DATASET EXTRACT Start Marker

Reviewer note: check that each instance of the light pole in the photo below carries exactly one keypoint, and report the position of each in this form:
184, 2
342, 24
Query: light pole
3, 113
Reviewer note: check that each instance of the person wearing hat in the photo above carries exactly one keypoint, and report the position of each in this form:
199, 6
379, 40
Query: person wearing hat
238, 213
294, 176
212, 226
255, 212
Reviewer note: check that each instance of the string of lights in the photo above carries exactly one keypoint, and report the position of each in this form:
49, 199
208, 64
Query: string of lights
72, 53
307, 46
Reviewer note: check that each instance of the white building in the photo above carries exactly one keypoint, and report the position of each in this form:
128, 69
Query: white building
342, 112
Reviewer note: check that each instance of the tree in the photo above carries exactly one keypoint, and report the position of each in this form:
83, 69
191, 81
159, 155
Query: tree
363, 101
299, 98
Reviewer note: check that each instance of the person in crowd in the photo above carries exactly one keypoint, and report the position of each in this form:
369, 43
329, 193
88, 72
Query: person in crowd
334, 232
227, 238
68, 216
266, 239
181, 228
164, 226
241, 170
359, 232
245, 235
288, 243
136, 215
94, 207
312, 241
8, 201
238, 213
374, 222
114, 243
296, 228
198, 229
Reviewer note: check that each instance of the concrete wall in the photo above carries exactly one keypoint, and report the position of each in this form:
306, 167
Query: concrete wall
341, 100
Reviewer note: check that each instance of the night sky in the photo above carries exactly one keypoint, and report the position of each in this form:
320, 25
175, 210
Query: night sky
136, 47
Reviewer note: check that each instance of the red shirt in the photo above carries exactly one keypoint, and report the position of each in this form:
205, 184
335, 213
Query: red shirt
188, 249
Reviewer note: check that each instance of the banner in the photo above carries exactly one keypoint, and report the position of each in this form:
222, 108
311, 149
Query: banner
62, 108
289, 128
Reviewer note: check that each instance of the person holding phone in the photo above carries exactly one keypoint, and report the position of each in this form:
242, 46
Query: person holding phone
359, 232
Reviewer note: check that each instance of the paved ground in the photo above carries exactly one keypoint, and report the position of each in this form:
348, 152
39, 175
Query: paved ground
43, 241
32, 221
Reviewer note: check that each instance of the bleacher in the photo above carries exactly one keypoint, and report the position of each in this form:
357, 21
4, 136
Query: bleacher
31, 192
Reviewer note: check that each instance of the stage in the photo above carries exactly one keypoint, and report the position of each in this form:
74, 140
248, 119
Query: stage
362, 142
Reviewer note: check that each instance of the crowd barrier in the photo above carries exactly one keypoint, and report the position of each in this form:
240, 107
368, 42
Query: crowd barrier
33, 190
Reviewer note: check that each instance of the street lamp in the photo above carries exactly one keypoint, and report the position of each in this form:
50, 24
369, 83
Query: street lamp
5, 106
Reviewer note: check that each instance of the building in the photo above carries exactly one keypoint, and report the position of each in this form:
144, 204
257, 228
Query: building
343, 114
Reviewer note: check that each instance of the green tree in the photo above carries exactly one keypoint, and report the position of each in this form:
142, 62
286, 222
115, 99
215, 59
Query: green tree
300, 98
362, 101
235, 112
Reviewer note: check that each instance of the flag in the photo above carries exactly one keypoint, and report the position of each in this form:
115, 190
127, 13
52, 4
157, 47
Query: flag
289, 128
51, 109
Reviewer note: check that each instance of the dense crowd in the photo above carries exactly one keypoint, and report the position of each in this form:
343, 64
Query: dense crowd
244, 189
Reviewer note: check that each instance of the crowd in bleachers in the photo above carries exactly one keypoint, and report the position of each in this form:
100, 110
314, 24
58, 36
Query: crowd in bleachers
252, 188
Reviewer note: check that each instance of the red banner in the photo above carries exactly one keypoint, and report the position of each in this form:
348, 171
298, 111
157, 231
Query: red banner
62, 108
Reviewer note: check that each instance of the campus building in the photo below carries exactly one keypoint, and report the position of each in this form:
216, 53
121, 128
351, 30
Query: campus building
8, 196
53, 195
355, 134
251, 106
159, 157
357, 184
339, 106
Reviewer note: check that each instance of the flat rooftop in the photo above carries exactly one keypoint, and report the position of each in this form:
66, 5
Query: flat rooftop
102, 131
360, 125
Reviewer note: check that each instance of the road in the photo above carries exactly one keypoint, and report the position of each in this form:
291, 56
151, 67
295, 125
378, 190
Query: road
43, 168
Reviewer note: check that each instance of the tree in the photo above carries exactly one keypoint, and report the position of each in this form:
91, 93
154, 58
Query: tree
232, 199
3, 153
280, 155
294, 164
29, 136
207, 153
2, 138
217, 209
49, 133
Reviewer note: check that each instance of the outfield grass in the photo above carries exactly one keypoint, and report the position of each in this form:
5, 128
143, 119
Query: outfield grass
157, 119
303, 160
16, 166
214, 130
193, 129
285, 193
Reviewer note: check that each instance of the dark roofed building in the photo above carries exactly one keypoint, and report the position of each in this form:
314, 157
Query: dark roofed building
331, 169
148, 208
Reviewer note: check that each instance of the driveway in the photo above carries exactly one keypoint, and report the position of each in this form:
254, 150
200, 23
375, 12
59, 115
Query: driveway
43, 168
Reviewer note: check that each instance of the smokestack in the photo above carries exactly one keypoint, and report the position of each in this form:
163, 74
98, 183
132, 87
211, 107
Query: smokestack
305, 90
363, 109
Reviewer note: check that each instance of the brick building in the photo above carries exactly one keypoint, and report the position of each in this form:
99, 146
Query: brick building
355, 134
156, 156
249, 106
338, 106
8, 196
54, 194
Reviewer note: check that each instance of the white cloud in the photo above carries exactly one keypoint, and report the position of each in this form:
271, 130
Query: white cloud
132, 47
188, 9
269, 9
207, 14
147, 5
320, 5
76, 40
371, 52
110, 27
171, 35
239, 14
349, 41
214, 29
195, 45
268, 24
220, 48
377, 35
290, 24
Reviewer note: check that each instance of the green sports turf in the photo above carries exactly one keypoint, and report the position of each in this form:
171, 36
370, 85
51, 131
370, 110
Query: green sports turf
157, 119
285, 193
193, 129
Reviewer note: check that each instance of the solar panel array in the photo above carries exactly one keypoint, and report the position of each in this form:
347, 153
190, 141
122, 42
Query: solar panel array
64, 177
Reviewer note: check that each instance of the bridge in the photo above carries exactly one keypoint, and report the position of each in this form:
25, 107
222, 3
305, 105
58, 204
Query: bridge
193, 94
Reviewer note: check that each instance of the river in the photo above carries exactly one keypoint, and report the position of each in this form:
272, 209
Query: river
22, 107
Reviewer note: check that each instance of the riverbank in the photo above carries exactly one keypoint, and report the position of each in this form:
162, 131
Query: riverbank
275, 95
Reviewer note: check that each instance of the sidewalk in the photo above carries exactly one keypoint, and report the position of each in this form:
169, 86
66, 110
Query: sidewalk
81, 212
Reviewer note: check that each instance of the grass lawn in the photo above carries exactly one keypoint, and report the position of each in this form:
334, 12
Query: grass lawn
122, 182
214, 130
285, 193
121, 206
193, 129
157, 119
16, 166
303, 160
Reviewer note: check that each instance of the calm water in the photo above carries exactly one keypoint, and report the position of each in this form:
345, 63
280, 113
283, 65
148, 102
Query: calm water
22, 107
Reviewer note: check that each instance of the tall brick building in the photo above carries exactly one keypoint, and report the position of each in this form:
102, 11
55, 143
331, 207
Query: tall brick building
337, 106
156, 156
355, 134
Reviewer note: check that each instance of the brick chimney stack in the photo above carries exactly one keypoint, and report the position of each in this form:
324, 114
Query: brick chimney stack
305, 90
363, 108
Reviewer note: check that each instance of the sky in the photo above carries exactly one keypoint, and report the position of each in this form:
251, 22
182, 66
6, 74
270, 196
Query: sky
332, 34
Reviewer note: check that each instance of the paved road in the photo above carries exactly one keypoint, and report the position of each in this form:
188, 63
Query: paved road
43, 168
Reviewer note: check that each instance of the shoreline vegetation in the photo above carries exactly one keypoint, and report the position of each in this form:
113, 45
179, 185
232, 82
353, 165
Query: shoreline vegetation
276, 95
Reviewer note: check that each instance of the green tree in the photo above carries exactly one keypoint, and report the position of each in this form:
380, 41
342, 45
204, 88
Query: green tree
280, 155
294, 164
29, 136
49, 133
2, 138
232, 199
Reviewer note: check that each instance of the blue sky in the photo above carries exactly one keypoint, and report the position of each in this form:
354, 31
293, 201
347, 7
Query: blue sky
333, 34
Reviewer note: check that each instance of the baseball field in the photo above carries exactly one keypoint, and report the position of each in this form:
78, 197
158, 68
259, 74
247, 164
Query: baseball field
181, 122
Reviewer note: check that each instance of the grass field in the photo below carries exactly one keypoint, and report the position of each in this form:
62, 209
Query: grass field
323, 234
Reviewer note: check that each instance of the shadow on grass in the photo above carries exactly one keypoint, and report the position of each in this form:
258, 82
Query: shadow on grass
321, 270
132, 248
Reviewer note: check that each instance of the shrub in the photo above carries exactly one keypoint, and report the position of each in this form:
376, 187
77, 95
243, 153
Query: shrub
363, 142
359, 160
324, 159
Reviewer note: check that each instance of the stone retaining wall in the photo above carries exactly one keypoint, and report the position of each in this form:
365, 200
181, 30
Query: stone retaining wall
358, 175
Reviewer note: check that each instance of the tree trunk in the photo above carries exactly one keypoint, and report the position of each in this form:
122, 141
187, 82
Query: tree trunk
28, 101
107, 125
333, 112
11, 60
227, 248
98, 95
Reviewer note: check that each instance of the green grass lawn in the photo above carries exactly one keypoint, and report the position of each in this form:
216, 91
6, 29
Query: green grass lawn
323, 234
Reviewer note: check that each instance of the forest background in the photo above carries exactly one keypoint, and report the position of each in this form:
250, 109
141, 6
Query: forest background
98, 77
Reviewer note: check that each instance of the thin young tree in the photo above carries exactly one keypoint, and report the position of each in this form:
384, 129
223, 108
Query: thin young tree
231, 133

DATASET EXTRACT End Marker

_EXERCISE PROMPT:_ Show all lines from the data above in which the word "below" appears.

_RESPONSE TO THE EXERCISE:_
Reviewer note: check that each instance of the light pole in the photo below carries exactly one keypoint, and report the position of each in this form:
Reviewer note: check that each instance of the campus building in the photo below carries exactly one keypoint, and report the position of each in this form:
Reviewer note: check that each instance of the grass field in the photo below carries exactly one keypoint, and report the position of each in this form:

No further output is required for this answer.